Diggin' In Virgina XIX


Diggin' in Virginia XIX was my third opportunity to attend one of John and Rose Kendrick's amazing DIV events.  If you're unfamiliar with DIV and want to learn more about it, visit the DIV home on mytreasurespot.com.
The first DIV I was fortunate enough to attend was held at Cole's Hill in Culpeper, VA.  Cole's Hill was the site of a large Union Army encampment during the winter of 1863.  Many of the troops stationed there would go on to fight Lee's army at Gettysburg.  But before that harrowing experience, they had to endure the challenges of surviving Northern Virginia winter.

Cole's Hill in 1863 (note the tents and huts literally covering the hill)
They accomplished this by constructing huts and tents on the defensible high ground of Cole's Hill.   Imagine being able to walk that same hill today.  Now imagine being able to metal detect it and you'll begin to understand why DIV is truly an incredible experience.
This year at DIV XIX we returned once more to Cole's Hill but extensive acreage to the south including Hansbrough Ridge was added to the hunt area along with several fields that had never been open to organized detecting with pulse induction machines.
The soil in Culpeper is notorious among metal detectorists as being "hot."  It's not much of an exaggeration to say that the dirt is literally iron and it presents a real challenge to VLF metal detectors, most of which can't differentiate metallic targets from the soil itself.  As a result of these conditions, and in spite of decades of relic hunting, there remain amazing relics that await discovery today by those with modern metal detectors.

Typical Culpeper red dirt. Northern tip of Hansbrough Ridge in background.
This was the first DIV where I was able to use my new Minelab GPX 4800.  In fact, I had less than 12 hours total on the machine prior to DIV so I was a tad concerned about how I'd fare.  Even so, I was excited to have a machine that I knew was capable of significant depth even in mineralized soil and which also had an iron discriminate feature, something that my previous PI machine (a White's TDI Pro) did not.
Shortly after starting to hunt on the first day, I got what I call the "dig me now!" signal.  It's an unmistakable and very loud tone that starts out low, raises to a peak as you move the coil over the target, and then drops back down to a lower pitch.  There was no signal blanking meaning that the target wasn't iron.  So I proceeded to dig.  And dig.  And dig.  After several shovel fulls of Virginia's "sacred soil," I finally had the target out of the hole.  It turned out to be a fairly battered Eagle uniform button.  Here's the hole it came out of and where it had lain for the past 150 years.

Extracted information:
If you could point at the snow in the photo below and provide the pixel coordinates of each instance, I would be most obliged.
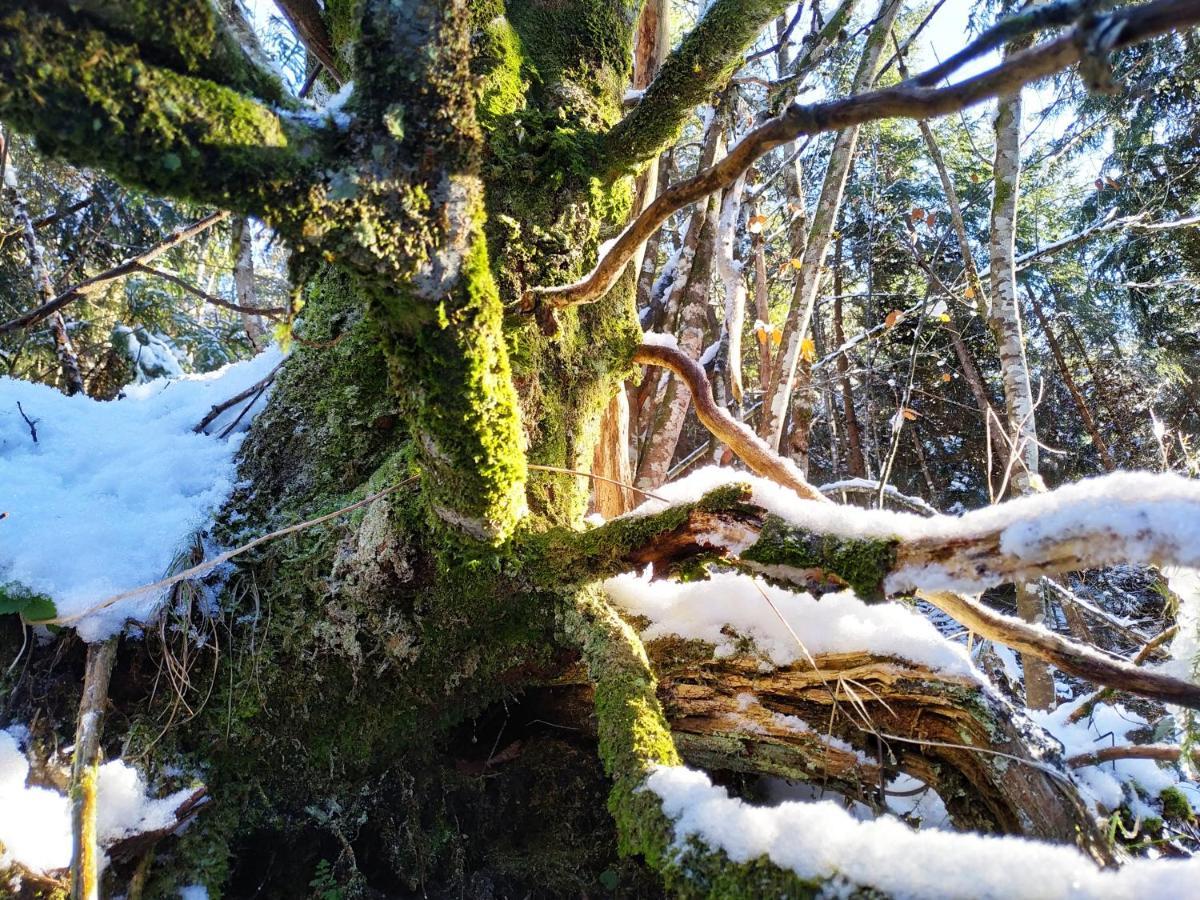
(35, 822)
(1111, 784)
(109, 492)
(838, 623)
(1152, 516)
(660, 339)
(821, 840)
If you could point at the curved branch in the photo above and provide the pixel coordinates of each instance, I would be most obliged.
(822, 547)
(1159, 753)
(742, 441)
(136, 263)
(909, 100)
(1069, 657)
(700, 65)
(96, 101)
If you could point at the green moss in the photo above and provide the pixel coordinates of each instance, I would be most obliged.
(100, 103)
(861, 563)
(1176, 807)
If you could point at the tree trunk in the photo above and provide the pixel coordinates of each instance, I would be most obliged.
(244, 281)
(1085, 414)
(1005, 321)
(808, 279)
(856, 466)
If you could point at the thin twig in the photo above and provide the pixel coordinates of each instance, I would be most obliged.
(209, 565)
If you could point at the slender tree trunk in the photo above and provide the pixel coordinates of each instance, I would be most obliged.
(693, 321)
(1005, 321)
(1085, 414)
(761, 305)
(1102, 391)
(799, 317)
(244, 281)
(856, 467)
(64, 348)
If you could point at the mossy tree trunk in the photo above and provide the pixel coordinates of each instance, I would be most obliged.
(381, 712)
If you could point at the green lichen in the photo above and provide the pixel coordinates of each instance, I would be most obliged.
(699, 66)
(861, 563)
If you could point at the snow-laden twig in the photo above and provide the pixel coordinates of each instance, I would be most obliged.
(208, 565)
(909, 100)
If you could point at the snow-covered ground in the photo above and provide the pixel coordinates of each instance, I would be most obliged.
(108, 493)
(35, 822)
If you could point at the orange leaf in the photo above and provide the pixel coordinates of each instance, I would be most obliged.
(808, 351)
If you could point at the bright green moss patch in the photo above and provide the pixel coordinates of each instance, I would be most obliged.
(863, 564)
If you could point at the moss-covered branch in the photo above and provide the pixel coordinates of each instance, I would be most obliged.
(187, 36)
(635, 739)
(700, 65)
(424, 265)
(99, 102)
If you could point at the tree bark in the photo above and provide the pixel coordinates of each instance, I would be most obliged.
(808, 279)
(1085, 414)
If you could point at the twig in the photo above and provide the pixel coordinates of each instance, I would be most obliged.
(1163, 753)
(30, 423)
(84, 774)
(209, 565)
(271, 312)
(77, 292)
(1069, 657)
(234, 400)
(741, 439)
(593, 475)
(909, 100)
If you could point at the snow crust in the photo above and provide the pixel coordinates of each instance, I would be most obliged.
(35, 822)
(1119, 781)
(821, 840)
(838, 623)
(109, 492)
(1144, 511)
(660, 339)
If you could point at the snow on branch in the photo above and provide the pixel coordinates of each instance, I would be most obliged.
(760, 527)
(1087, 42)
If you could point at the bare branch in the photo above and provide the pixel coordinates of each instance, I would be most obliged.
(271, 312)
(309, 23)
(749, 447)
(909, 100)
(77, 292)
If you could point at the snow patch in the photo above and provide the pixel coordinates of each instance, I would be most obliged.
(838, 623)
(109, 492)
(821, 840)
(35, 822)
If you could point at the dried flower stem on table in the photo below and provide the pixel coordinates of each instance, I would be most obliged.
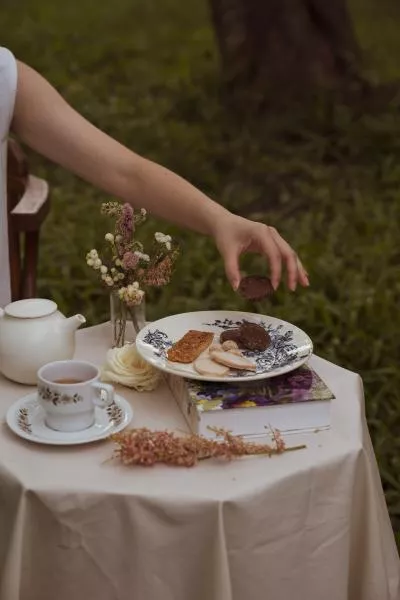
(145, 447)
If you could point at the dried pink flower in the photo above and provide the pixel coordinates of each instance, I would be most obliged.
(145, 447)
(130, 261)
(160, 273)
(125, 223)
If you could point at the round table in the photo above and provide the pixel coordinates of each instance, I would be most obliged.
(309, 525)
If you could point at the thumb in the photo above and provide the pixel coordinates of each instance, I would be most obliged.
(231, 262)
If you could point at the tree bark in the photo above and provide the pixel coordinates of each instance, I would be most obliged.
(283, 50)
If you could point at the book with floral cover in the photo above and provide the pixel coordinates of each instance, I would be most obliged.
(297, 401)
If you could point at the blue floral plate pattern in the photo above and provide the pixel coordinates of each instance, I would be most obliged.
(289, 349)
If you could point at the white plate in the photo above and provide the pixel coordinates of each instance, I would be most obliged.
(290, 346)
(26, 418)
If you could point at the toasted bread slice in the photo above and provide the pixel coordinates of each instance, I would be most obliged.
(190, 346)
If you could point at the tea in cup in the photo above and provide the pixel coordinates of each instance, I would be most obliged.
(69, 391)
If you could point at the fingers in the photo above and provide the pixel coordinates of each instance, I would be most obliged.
(231, 262)
(295, 270)
(271, 249)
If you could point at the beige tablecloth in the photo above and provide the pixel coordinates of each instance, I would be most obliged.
(307, 525)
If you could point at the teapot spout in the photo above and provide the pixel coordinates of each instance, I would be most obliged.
(73, 323)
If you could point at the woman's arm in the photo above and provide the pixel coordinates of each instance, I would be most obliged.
(46, 123)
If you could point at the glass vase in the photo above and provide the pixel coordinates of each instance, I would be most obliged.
(126, 321)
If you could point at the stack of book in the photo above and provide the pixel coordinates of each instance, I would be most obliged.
(296, 402)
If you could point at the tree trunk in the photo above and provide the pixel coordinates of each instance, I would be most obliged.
(282, 50)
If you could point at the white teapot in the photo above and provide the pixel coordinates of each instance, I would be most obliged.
(32, 333)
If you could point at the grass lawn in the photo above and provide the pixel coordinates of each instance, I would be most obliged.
(147, 73)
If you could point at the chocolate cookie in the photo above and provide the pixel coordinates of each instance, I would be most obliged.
(254, 337)
(255, 287)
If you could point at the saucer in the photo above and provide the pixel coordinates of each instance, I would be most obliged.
(26, 418)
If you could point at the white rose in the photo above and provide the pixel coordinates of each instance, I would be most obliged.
(126, 366)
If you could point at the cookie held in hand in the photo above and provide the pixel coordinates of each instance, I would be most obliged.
(255, 287)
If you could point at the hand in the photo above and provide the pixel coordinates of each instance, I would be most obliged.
(235, 235)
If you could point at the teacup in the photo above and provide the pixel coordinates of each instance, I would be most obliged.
(69, 391)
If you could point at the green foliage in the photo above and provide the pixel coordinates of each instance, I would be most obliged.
(146, 72)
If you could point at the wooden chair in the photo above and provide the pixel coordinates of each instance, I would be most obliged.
(28, 205)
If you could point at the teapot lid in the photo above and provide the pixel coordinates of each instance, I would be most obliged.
(31, 308)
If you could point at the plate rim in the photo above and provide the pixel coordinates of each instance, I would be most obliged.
(20, 402)
(228, 379)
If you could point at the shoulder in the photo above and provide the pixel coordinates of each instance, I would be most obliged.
(8, 88)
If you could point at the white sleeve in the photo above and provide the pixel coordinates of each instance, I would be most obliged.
(8, 88)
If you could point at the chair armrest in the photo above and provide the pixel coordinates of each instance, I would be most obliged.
(33, 207)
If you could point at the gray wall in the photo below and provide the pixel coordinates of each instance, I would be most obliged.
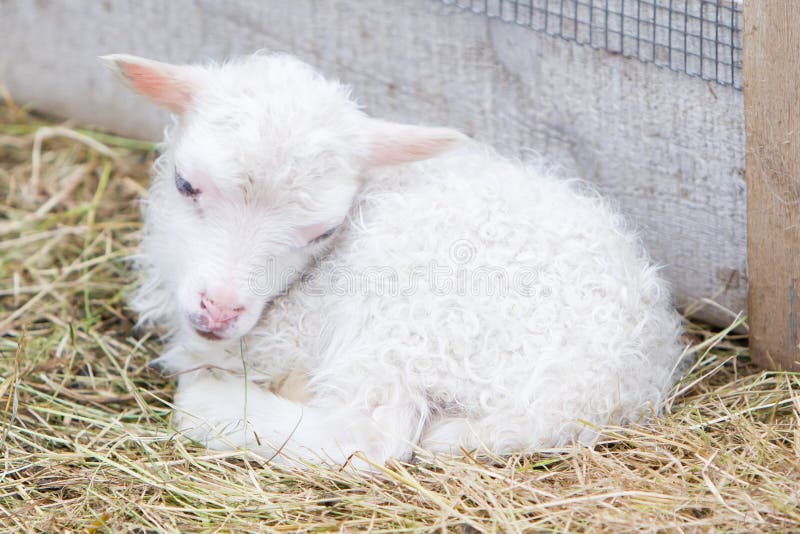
(668, 148)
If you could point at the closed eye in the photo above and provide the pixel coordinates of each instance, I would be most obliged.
(184, 187)
(323, 236)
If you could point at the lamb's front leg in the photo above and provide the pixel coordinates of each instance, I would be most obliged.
(225, 412)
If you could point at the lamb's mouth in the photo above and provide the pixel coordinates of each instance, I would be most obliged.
(211, 336)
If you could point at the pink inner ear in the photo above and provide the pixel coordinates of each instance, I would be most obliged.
(393, 144)
(161, 87)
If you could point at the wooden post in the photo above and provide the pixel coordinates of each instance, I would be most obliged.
(771, 73)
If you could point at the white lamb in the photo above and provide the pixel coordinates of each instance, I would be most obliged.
(335, 283)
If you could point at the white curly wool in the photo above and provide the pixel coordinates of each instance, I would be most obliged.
(463, 300)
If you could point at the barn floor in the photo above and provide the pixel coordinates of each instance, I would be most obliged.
(87, 444)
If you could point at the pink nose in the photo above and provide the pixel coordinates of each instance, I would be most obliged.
(215, 315)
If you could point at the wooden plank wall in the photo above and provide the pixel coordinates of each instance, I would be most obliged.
(772, 122)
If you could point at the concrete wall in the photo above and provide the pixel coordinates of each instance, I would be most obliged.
(668, 148)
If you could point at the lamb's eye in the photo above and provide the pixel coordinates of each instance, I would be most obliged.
(324, 235)
(184, 187)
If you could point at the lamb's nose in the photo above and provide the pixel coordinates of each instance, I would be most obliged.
(214, 316)
(217, 311)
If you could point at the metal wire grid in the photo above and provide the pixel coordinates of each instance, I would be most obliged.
(701, 38)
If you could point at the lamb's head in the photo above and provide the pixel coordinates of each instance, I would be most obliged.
(261, 165)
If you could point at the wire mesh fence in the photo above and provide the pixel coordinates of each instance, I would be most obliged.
(697, 37)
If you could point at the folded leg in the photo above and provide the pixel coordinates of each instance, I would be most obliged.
(226, 412)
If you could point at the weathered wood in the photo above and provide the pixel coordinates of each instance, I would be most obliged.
(772, 119)
(667, 148)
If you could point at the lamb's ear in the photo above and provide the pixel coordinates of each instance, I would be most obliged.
(390, 143)
(170, 86)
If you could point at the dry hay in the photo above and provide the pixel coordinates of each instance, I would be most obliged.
(87, 444)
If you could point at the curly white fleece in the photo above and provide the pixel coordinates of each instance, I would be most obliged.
(466, 300)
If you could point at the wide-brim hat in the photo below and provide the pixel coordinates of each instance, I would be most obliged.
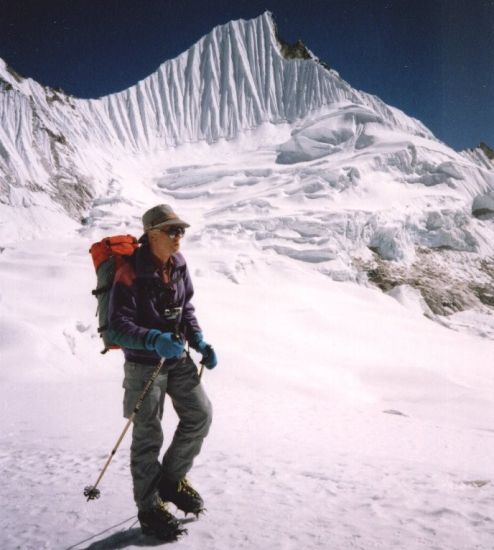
(159, 216)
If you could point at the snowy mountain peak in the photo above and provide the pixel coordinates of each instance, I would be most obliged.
(266, 148)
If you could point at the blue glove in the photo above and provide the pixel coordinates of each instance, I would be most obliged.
(209, 358)
(165, 344)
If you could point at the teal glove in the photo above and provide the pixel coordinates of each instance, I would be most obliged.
(209, 358)
(165, 344)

Task prompt:
Can you write what comes next in the Diggin' in Virginia XIX account, picking up right after its last sentence? The records come from a separate source.

Exercise answer:
Not a bad start and my first button find with the GPX.  Not long afterwards, a gentleman approached me.  It turned out to be Kevin Hoagland, Minelab's Director of Education.  He asked how I was doing and if there were any questions I had about my GPX.  I was really impressed that Minelab had an actual representative at DIV and Kevin is a great ambassador on behalf of the company and their products.  The evening before, he gave a GPX seminar to any DIV attendee who wanted to attend.  There were about 50 folks in the audience and I'm fairly certain that every one of them wanted the same thing:  The golden settings for their GPX!
That's not what they got at the seminar.  And I think it speaks highly of Kevin Hoagland and Minelab that they didn't just hand out photocopies of recommended soil timings for the Culpeper area.  That would have been easy.  Instead, for about an hour and a half, Kevin gave a Powerpoint presentation that explained soil timings and taught how to find the ideal settings for any area you might be hunting.  Even though I'd read the GPX owner's manual several times and scoured forums for any tidbit of helpful information I could find, I learned several key things in Kevin's talk.  They deserve their own separate blog post.

Minelab's Kevin Hoagland explains soil timings and the GPX
And now, here was Kevin walking around DIV, finding folks with GPX detectors, and giving them hands-on tips in the field.  That's really an unprecedented amount of customer support and, given the dedication of DIV attendees, a smart investment by Minelab.
The most memorable quote from Kevin's GPX presentation was, "Culpeper soil is bad, but it's not Minelab bad."  I chuckled when he said it and thought it was good marketing, but it turned out to be true.
Fast forward to lunch time on the first day at DIV.  Other than the Eagle button and a Confederate Gardner bullet, I hadn't found too much.  I sat down on a knoll to eat a leisurely lunch while gazing out over the rolling hills of Virginia.  A friend of mine, Culpeper local and longtime relic-hunter Frank, called and informed me that he could meet us at a location where they'd found some good relics at a previous DIV.  So I headed to that site, turned on my machine, and started to hunt.

And immediately, I started getting a lot of good signals.  In rapid succession, I dug a few Williams cleaner bullets, some button backs, and a carved button.  This locale, situated below the heights of Hansbrough Ridge alongside a stream-bed, had apparently been a campsite—covered by tents, abuzz with martial activity, punctuated by the sounds of camp life, bugles, and occasionally, musket fire or the formidable but exhilarating "whoomp" of artillery.  But for the hidden relics, one would never know that that world, so distant in time, had existed right where we stood.  All that could be heard was the wind, the warbling hum of metal detector threshold, and the buzz of conversation.  All that could be seen was rows of tilled field warming in the Virginia sun.

Gone with the wind ...
I was starting to get the hang of the GPX and began to understand its language and tones when I got another good signal.  Hoping for another bullet, I dug a 10" plug and ran the coil over it.  Nothing.  I held the coil over the hole and got an even louder tone with zero blanking.  Whatever was still in there was deep and unmistakeably  good.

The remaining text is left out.